→ TEXTE RETENU:
● ● ● ● ●

Quel a été l’élément déclencheur de cet intérêt ? Comment avez vous découvert en particulier l’apport du design dans les phases d’analyse ?

Cela s’est fait un peu par hasard. L’an dernier, j’ai demandé à Ben Chartier, qui est designer, de réfléchir à une charte graphique pour présenter notre Observatoire Système D, une étude en souscription que nous avons menée sur les stratégies de débrouille des Français depuis la crise. Pour s’imprégner de l’étude il a participé dès l’amont au dépouillement des résultats. Nous avions délibérément organisé celui-ci selon un mode collaboratif, avec des personnes issues de différentes disciplines. Le processus intégrait des séminaires d’interprétations collectives, intercalés entre les séquences d’analyse individuelle des différents pans de l’étude menées par nos qualitativistes. Dans ce contexte, j’ai été frappée par ce qu’un regard qui a été formé par le geste, le signe, la forme, la couleur, la géométrie des choses pouvait apporter à l’intelligence des données et des situations. C’est une forme de perspicacité et de sensibilité qui manque à l’analyse uniquement fondée sur le « logos » – le verbe – qui prévaut en quali. Du coup je me suis dit que le design devait absolument être intégré au cœur de notre métier d’analyse, dès l’amont. Après le QI (quotient intellectuel) on a inventé le QE qui reflète l’intelligence émotionnelle ; on devrait aussi créer le QS, le quotient sensible !

● ● ● ● ●

→ DONNÉES À UTILISER:
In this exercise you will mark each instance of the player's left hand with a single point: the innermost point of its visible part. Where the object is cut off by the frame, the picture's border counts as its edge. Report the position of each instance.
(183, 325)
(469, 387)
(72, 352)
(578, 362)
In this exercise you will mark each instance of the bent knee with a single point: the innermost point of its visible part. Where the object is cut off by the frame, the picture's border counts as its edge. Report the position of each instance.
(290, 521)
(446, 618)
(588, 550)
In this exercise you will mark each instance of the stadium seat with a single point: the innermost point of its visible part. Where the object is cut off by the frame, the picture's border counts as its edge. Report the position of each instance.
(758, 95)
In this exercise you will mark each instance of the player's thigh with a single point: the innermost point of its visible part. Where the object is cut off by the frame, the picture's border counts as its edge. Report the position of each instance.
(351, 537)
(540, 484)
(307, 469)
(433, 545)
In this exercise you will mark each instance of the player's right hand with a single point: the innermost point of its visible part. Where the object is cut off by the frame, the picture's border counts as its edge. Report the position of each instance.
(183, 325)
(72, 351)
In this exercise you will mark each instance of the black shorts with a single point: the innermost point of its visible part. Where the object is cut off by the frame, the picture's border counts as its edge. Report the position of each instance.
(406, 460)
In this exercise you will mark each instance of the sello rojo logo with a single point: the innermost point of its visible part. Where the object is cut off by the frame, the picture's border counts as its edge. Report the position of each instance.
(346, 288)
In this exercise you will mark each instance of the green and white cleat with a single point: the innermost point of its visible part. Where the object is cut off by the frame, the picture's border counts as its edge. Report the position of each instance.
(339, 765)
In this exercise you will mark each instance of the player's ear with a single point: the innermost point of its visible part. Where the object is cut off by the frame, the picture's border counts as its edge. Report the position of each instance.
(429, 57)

● ● ● ● ●

→ TRAVAIL À FAIRE:
[1] D'après le texte retenu, sur quoi a-t-on demandé à Ben Chartier de réfléchir ?
[2] Renvoie chaque ligne des entrées qui contient le mot « hand ».

→ RÉPONSES DANS L'ORDRE:
[1] Sur une charte graphique pour présenter l'Observatoire Système D.

[2]
In this exercise you will mark each instance of the player's left hand with a single point: the innermost point of its visible part. Where the object is cut off by the frame, the picture's border counts as its edge. Report the position of each instance.
In this exercise you will mark each instance of the player's right hand with a single point: the innermost point of its visible part. Where the object is cut off by the frame, the picture's border counts as its edge. Report the position of each instance.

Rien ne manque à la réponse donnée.